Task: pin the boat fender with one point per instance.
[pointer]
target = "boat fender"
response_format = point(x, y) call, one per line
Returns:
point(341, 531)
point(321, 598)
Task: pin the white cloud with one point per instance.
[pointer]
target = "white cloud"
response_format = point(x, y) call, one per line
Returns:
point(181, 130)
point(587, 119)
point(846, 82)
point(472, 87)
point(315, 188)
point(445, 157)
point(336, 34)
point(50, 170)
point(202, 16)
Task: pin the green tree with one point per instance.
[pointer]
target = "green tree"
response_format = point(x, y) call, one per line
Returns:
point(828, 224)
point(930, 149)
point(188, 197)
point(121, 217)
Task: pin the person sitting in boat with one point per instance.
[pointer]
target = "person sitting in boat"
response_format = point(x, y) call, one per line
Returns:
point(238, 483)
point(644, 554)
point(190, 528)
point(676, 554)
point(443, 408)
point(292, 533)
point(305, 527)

────────────────

Assignment ->
Restate every entry above word for word.

Answer section ->
Task: pin the boat fender with one point per instance.
[pointer]
target = "boat fender"
response_format = point(x, y) call, one per line
Returns:
point(341, 531)
point(321, 598)
Task: pin the white cloud with one point per instance.
[pointer]
target = "white cloud"
response_format = point(x, y) call, one per line
Returns:
point(181, 130)
point(587, 119)
point(846, 82)
point(472, 87)
point(315, 188)
point(445, 157)
point(336, 34)
point(50, 170)
point(202, 16)
Task: pin the green tree with one point per instance.
[pointer]
target = "green tree"
response_format = point(x, y) call, one per line
Returns:
point(828, 224)
point(930, 149)
point(188, 197)
point(121, 217)
Task: pin the person sitting in boat with one point per instance.
[pointer]
target = "person sitting in boat"
response_format = point(x, y) call, one per line
Returns:
point(238, 483)
point(644, 554)
point(190, 528)
point(676, 554)
point(443, 408)
point(292, 533)
point(305, 527)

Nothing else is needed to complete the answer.